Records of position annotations
───

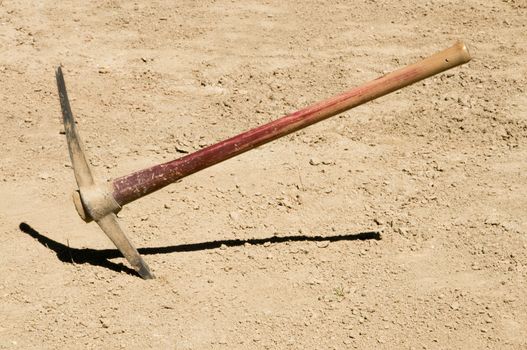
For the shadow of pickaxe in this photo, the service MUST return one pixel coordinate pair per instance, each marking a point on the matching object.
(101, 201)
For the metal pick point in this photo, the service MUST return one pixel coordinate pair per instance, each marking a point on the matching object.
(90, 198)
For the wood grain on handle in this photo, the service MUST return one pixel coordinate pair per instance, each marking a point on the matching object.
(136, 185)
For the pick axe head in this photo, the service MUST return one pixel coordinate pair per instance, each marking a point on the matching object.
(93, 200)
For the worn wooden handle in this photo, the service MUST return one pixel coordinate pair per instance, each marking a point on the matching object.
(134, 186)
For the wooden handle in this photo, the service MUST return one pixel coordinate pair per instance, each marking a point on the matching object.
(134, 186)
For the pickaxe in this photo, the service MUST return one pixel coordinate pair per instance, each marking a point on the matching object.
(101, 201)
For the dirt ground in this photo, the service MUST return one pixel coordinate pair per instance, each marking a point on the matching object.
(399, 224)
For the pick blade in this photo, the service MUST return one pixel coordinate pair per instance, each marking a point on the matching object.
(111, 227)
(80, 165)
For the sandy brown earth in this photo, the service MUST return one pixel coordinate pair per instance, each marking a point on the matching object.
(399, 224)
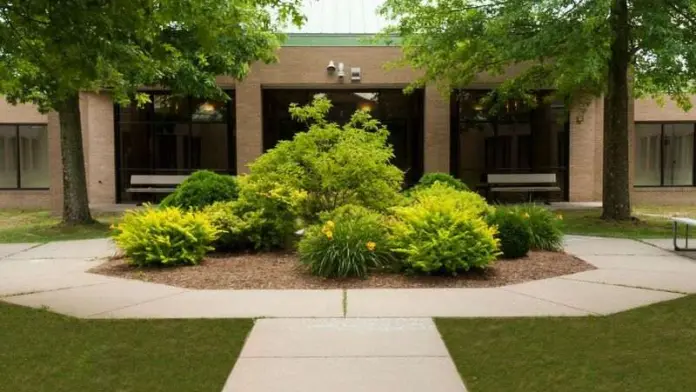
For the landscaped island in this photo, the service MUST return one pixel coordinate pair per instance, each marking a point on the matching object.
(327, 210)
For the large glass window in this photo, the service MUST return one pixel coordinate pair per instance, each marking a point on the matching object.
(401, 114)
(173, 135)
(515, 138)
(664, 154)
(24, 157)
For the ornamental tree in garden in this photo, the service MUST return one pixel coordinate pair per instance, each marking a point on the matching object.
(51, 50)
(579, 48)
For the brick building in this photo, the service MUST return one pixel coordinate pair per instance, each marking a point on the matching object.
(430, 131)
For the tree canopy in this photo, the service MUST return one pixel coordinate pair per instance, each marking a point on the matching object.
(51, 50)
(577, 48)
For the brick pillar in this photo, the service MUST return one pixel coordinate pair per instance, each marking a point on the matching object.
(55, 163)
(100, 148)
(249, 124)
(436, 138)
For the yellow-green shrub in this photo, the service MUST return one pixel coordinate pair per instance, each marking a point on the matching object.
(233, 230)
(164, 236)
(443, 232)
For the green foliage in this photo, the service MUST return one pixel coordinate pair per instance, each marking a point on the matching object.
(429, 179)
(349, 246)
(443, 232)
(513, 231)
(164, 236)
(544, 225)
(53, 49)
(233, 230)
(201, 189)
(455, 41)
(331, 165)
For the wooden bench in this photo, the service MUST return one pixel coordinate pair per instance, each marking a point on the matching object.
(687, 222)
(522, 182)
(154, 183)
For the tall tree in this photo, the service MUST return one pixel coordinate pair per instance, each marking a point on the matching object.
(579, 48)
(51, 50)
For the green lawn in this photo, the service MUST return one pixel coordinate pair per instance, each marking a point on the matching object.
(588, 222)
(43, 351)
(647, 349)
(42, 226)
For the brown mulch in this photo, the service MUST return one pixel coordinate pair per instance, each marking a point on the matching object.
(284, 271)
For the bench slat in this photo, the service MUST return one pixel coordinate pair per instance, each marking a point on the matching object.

───

REQUIRED WORK: Quote all of the records above word for word, leaving out the pictures.

CORRECT ANSWER:
For the shadow of pickaxe in this photo, the service MUST return one pixel coordinate pair per instance, each marking a point on the matching object.
(101, 201)
For the metal pick point in this photo, the service MUST return one pixel coordinate pair per instance, each marking a point on the matching object.
(90, 198)
For the wood grain on handle in this photo, the service MUST return one pixel coordinate pair per instance, each marking a point on the matching object.
(136, 185)
For the pick axe head in this photo, the service MUST return one pixel coordinate pair per instance, each marking a point on the matching object.
(93, 200)
For the worn wooden handle in this photo, the service MUST return one pixel coordinate pair per instance, each marking a point on the matching object.
(134, 186)
For the wooden handle in this photo, the service MUST return one pixel coordinate pair per instance, each marking a point on the matching object.
(134, 186)
For the pickaxe in this photo, the service MUST return one pixel coordinate pair per instance, each marking a point on the matching object.
(101, 201)
For the dirt ground in this photo, the service MUST return one pixel coordinate pair per instance, each marking a point on the matching object.
(399, 224)
For the pick blade in this photo, the service MUST return one pixel coordinate pair per instance, each marking a point on the matching object.
(111, 227)
(80, 165)
For the sandy brown earth in this photo, the service MUST return one pixel coordinate pair per instance, each marking a point on the matching object.
(399, 224)
For the landscaped island in this photo, the service MUST return one pixel coordinate pair per instance, each marking a point on the matching object.
(327, 210)
For the large glass window in this photo, the service MUST return one pixel coordinate pair per instance, each marking a point on the matching object.
(401, 114)
(173, 135)
(515, 138)
(664, 154)
(24, 157)
For the ornamental tree in garden in this photo, the service MUST return one pixel coordinate pair per instance, each marking a point on the matching object.
(51, 50)
(579, 48)
For the brick building in this photo, the service MUST return one pixel coordinate pair per instance, each marking a point on the matching object.
(430, 131)
For the tree canopy in this photo, the service MUST return one pixel coordinate pair per instance, each marking a point on the matching object.
(51, 50)
(577, 48)
For the brick pillar in this photo, the service MUST return one pixel coordinate pair per instance, each marking a point on the matching object.
(55, 163)
(100, 148)
(249, 124)
(436, 138)
For the yellow-green shrub in this photo, the service MUST return one pixel coordinate pair per instance, each marking a point on the matching object.
(233, 230)
(164, 236)
(443, 232)
For the green foliage in this photo, the service MUST return one pixel coordinate pair per instance, each marking a point on the matching object.
(429, 179)
(349, 246)
(443, 232)
(513, 231)
(164, 236)
(544, 225)
(53, 49)
(233, 230)
(201, 189)
(455, 41)
(331, 165)
For the wooden bench in this photo, the service MUST return one pixel coordinate pair per instance, each marking a point on the matching object.
(687, 222)
(522, 182)
(154, 183)
For the tall tree in this photo, the service MUST return one pixel coordinate pair per instance, each marking a point on the matching object.
(579, 48)
(51, 50)
For the green lawn in this photo, the service MUST return one pixel coordinate pair per instance, each marking a point on the matching object.
(588, 222)
(43, 351)
(647, 349)
(42, 226)
For the brown mulch in this photo, the service MUST return one pixel coordinate pair per instance, each marking a point on the matching object.
(284, 271)
For the bench slat in this photo, the service MUST return one pixel coordinate pair per instance, each marking a point on the matching object.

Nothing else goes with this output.